**What is needed**
Here are some records. Copy each one exactly.

**Records supplied**
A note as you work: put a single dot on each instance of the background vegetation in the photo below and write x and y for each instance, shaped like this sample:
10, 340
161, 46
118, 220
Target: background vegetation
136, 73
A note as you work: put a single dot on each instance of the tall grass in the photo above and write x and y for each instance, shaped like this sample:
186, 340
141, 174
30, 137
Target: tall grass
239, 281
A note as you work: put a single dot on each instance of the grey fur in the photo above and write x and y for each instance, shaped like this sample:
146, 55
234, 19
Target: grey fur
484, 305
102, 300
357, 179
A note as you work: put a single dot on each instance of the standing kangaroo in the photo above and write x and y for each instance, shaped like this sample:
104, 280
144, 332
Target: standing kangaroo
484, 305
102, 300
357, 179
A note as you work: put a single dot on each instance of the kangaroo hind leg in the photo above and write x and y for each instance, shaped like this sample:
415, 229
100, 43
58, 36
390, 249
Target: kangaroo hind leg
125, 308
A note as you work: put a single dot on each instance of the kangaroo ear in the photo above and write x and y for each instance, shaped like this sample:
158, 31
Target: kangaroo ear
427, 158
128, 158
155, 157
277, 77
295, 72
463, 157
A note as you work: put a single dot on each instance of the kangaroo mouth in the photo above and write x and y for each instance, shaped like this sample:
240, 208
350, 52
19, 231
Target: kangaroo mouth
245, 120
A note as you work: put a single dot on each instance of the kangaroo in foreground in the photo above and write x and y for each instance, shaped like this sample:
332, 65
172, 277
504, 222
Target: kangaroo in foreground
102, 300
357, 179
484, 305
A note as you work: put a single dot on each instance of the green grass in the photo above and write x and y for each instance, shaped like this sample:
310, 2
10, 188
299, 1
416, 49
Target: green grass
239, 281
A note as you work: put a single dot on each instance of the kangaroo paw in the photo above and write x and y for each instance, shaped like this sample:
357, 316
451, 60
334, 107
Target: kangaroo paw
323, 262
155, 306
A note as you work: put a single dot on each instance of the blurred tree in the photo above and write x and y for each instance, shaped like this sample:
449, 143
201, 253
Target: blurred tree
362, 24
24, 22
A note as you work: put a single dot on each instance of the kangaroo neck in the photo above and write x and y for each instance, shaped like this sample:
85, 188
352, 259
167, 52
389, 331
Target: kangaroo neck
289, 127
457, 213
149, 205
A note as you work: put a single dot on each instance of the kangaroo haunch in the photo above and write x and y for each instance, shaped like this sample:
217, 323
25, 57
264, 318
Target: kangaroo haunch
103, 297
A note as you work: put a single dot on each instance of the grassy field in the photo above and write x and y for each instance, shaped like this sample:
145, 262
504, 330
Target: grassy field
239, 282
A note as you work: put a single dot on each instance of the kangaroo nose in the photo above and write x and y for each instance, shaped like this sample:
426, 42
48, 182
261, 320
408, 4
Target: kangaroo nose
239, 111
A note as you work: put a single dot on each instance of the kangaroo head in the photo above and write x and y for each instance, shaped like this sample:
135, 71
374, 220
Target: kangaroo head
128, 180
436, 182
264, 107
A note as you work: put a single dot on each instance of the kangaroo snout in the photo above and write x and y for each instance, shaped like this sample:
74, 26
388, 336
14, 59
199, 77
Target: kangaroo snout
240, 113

**The answer**
A note as you work: put a single dot on each instance of the background vegetation in the photo below and write x and y for each instance, shaped like this sample:
10, 340
161, 46
118, 220
Target: background vegetation
136, 73
A note as you work: put a single dot on each instance of the tall grass in the photo above and write x and y for each instance, shaped like this sample:
186, 340
141, 174
30, 137
Target: tall grass
239, 281
A note as you work: put a single dot on each instance of the grey fur in the photo above and write x and y for each instance, shaped like this sample:
146, 55
234, 19
Target: grey fur
484, 305
102, 300
357, 179
A note as you work: put a single dot on each instance of the standing kangaroo in the photo above and write x and y for each instance, shaped like this sample:
104, 280
144, 332
Target: standing kangaroo
484, 305
102, 300
357, 179
A note as you work: put a single dot on each instance of the kangaroo hind leg in the photo above and write x and y for each instance, shaped like this sample:
415, 229
100, 43
58, 36
390, 249
Target: kangaroo hind leg
125, 308
A note as you work: put a single dot on each instance of the kangaroo ear in the photo above and write x and y for each instance, shaped like this sample:
158, 31
Target: kangaroo ear
427, 158
128, 158
155, 157
277, 77
295, 72
463, 157
A note as you work: put a single dot on each instance of the kangaroo mouth in the photo above and write x and y for each instance, shaped like this sample:
240, 208
350, 52
19, 231
Target: kangaroo mouth
245, 120
A note as you work: put a single dot on each instance of the kangaroo in foreground in the photo above and write x and y for each instance, shaped like this sample:
332, 65
172, 277
504, 222
Target: kangaroo in foreground
102, 300
357, 179
484, 305
A note as you work: put a single dot on each instance of the green grass in the photo above and write x and y for each instance, shaped like this sample:
310, 2
10, 188
299, 1
416, 49
Target: green grass
239, 281
A note as you work: put a single dot on each instance of the kangaroo paw in the photo above and write x and y for each instance, shaped like this sample:
357, 316
451, 60
334, 107
Target: kangaroo paw
323, 262
155, 306
A note as you work: put a single dot on each instance of the blurred tree in the photo above and write x and y for each instance, shaped like this sample:
449, 143
201, 253
Target: blurred tree
362, 24
24, 22
A note as you work: put a single dot on each instance of the kangaroo neck in the photo above and write x and y for each instance, shaped like this sample:
85, 188
352, 259
167, 52
389, 331
Target: kangaroo neck
289, 127
457, 213
149, 205
A note as you work: put a single dot on each instance of the kangaroo haunch in the photo above and write x and y for each instance, shaped like this sample:
217, 323
25, 57
264, 318
Target: kangaroo haunch
103, 297
A note as you work: put a single dot on each instance of the grassy field in the photo above and write x and y for each instance, shaped like this sample:
145, 262
504, 330
Target: grassy field
239, 282
A note as you work: put a single dot on each instance of the kangaroo nose in the photo above and write x and y for each instance, shaped like this sample:
426, 42
48, 182
261, 320
408, 4
Target: kangaroo nose
239, 111
A note as you work: put a single dot on each instance of the kangaroo head in the photo above and write x and y for each instance, shaped like this sample:
135, 71
374, 220
Target: kangaroo head
128, 180
436, 182
264, 107
A note as you work: put a single dot on each instance of the kangaroo snout in the photo above and write x and y for each instance, shaped like this sample:
74, 26
388, 336
14, 59
199, 77
Target: kangaroo snout
240, 113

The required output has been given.